(Task statement) Retype the lines below without any change, starting with the line containing "Exercise. Put one point on each instance of the brown fur" and going on through the line containing "point(131, 204)", both included.

┌─ Material supplied

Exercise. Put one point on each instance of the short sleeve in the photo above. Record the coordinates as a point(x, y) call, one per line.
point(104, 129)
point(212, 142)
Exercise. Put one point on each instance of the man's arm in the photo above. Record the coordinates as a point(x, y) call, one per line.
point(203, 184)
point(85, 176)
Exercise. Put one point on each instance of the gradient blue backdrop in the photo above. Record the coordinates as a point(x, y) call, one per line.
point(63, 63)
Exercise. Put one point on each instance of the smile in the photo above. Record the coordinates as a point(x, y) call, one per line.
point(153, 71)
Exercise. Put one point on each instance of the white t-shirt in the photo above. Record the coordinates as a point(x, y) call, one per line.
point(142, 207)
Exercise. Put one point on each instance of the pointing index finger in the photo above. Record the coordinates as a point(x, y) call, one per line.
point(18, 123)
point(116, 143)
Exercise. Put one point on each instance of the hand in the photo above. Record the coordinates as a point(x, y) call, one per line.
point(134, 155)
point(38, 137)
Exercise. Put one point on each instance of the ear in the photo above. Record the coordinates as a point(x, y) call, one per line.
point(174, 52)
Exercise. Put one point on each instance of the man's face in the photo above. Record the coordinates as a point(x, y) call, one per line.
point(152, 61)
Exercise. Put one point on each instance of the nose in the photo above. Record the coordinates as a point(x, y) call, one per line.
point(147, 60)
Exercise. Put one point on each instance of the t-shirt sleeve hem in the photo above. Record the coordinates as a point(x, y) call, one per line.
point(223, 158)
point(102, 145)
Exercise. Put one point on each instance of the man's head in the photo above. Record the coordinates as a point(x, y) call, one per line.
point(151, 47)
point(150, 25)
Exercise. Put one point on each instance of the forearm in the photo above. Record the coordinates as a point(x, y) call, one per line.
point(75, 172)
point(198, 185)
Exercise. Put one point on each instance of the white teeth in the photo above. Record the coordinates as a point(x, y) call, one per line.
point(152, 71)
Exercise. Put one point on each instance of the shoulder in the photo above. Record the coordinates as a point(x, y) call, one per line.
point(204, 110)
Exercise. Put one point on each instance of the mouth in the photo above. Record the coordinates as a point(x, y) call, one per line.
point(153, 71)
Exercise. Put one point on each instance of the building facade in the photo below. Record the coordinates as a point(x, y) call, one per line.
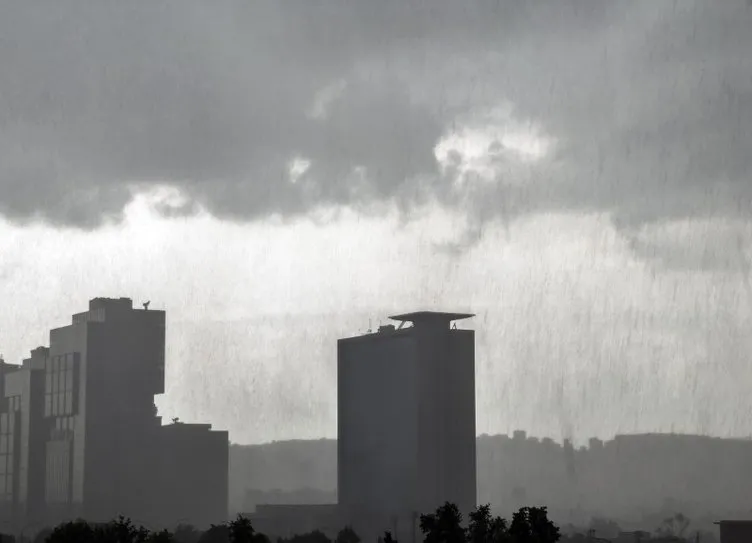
point(86, 438)
point(406, 422)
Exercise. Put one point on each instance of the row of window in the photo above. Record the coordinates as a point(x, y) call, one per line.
point(61, 385)
point(60, 403)
point(8, 427)
point(55, 364)
point(58, 471)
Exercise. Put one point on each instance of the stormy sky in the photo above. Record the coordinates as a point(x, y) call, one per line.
point(277, 174)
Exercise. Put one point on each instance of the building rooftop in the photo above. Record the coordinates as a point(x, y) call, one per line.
point(428, 316)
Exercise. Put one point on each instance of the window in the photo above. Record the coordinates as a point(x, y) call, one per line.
point(61, 386)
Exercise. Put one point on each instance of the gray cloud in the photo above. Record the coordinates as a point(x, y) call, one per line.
point(650, 105)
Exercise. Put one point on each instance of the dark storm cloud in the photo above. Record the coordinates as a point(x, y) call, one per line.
point(650, 105)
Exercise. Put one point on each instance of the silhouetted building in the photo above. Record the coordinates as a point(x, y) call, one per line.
point(406, 421)
point(406, 425)
point(735, 531)
point(193, 474)
point(82, 432)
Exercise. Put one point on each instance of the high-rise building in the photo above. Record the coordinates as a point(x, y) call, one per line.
point(406, 420)
point(81, 434)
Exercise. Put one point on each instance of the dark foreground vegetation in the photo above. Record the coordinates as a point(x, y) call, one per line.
point(445, 525)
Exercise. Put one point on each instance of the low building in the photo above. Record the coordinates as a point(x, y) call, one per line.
point(285, 521)
point(193, 467)
point(80, 436)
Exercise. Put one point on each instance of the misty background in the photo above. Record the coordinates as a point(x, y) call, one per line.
point(277, 175)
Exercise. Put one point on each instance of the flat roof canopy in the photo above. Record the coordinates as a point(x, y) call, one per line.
point(427, 316)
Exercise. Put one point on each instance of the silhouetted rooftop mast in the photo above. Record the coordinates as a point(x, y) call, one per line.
point(434, 318)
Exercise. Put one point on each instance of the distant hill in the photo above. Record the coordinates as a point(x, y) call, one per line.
point(627, 476)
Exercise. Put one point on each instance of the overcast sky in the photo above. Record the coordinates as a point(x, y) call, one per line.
point(277, 174)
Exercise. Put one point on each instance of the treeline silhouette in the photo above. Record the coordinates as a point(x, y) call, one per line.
point(445, 525)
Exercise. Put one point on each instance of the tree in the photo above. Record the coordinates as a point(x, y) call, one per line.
point(186, 533)
point(675, 526)
point(315, 536)
point(443, 526)
point(77, 531)
point(217, 533)
point(484, 528)
point(163, 536)
point(531, 525)
point(347, 535)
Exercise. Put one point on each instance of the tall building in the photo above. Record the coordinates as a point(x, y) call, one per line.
point(406, 420)
point(81, 435)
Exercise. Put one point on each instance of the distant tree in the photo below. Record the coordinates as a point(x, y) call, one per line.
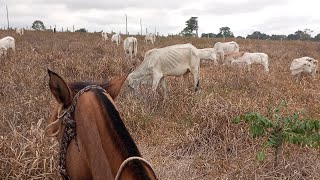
point(317, 37)
point(293, 37)
point(225, 32)
point(210, 35)
point(278, 37)
point(301, 35)
point(192, 25)
point(81, 30)
point(258, 35)
point(306, 35)
point(38, 25)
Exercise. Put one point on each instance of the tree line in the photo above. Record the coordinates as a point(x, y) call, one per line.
point(192, 27)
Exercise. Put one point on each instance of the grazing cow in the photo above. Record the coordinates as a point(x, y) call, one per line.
point(104, 35)
point(150, 37)
point(253, 58)
point(116, 38)
point(208, 54)
point(94, 142)
point(7, 43)
point(130, 46)
point(226, 48)
point(173, 60)
point(230, 57)
point(304, 65)
point(20, 31)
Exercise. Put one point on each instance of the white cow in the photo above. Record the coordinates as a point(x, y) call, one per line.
point(130, 46)
point(7, 43)
point(173, 60)
point(104, 35)
point(304, 65)
point(230, 57)
point(226, 48)
point(253, 58)
point(150, 37)
point(208, 54)
point(116, 38)
point(20, 31)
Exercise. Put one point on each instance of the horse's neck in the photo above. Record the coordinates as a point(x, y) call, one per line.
point(96, 119)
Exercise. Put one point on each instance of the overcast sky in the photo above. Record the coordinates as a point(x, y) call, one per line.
point(167, 16)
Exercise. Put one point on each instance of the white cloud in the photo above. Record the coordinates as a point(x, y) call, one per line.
point(242, 16)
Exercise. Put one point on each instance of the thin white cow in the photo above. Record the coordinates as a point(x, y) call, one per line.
point(173, 60)
point(130, 46)
point(104, 35)
point(116, 38)
point(7, 43)
point(230, 57)
point(226, 48)
point(304, 65)
point(253, 58)
point(20, 31)
point(208, 54)
point(150, 37)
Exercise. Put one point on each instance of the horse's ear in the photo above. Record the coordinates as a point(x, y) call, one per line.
point(59, 89)
point(114, 86)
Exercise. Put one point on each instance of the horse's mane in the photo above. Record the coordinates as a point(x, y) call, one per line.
point(121, 136)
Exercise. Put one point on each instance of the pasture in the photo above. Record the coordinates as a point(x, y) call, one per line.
point(188, 136)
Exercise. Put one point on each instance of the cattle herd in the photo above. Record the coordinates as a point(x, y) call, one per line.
point(180, 59)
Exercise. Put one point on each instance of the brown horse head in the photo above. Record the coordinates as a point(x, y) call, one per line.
point(100, 141)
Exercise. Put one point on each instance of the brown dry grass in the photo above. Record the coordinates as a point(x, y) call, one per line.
point(190, 136)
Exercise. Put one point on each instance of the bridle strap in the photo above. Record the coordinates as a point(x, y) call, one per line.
point(125, 162)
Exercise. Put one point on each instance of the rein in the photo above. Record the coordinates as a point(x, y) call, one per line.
point(125, 162)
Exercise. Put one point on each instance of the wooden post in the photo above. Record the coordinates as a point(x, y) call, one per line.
point(140, 27)
point(8, 17)
point(126, 25)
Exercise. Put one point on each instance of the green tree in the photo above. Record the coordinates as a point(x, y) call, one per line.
point(192, 25)
point(306, 35)
point(317, 37)
point(278, 37)
point(81, 30)
point(210, 35)
point(38, 25)
point(225, 32)
point(258, 35)
point(279, 130)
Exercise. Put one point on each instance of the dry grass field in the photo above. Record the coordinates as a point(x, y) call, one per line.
point(188, 136)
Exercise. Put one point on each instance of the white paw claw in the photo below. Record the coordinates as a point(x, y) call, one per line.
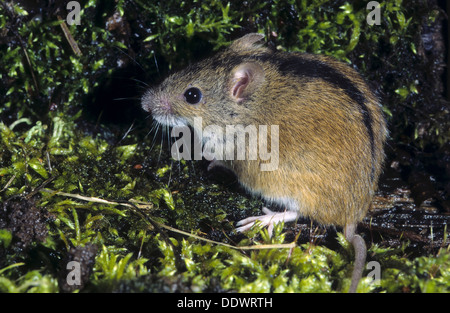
point(269, 219)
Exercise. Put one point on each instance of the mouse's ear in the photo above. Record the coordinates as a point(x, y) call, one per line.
point(245, 80)
point(247, 42)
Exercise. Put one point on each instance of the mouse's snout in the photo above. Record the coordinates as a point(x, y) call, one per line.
point(161, 108)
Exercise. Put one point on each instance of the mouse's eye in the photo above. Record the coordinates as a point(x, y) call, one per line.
point(193, 95)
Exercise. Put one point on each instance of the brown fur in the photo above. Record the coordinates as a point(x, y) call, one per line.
point(330, 157)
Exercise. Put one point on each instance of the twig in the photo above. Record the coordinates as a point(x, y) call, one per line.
point(131, 204)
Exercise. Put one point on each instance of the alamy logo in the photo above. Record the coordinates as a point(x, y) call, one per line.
point(73, 18)
point(229, 143)
point(374, 17)
point(74, 276)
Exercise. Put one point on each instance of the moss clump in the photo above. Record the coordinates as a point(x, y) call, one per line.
point(81, 181)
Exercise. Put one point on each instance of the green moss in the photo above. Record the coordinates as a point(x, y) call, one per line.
point(55, 156)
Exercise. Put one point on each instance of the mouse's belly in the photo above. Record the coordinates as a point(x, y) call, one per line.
point(331, 199)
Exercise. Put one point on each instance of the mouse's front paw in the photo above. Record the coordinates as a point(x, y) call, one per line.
point(269, 219)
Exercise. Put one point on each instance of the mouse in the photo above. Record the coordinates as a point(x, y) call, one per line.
point(326, 127)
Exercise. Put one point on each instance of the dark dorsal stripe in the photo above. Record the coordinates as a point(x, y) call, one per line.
point(315, 69)
point(299, 66)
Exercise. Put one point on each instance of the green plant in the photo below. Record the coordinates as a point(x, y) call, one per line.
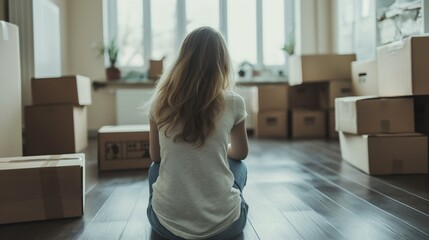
point(289, 46)
point(111, 50)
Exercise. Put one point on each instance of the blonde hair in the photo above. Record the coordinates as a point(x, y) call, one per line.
point(190, 95)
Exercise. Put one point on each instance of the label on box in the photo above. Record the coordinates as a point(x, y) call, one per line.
point(125, 150)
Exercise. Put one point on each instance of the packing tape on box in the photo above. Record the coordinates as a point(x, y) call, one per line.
point(5, 31)
point(51, 192)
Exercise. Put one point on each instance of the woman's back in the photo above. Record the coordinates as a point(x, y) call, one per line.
point(194, 190)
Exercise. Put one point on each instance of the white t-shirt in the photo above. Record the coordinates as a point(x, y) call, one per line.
point(193, 196)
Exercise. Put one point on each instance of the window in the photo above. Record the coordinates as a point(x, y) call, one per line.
point(255, 30)
point(242, 30)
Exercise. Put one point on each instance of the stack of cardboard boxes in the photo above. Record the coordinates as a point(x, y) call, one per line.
point(384, 131)
point(56, 123)
point(270, 103)
point(316, 80)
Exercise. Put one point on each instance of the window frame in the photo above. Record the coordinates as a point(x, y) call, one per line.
point(111, 26)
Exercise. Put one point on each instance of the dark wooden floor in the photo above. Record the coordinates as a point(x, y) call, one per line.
point(296, 190)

└─

(Exercise result)
Exercise. Put one point on each instance of the brown fur in the photo above. Record the coordinates as a point(x, y) call, one per line.
point(330, 157)
Exercise. Put one point on each instance of the twig in the photo above. Record the coordinates as a point(x, y) call, one per line.
point(131, 204)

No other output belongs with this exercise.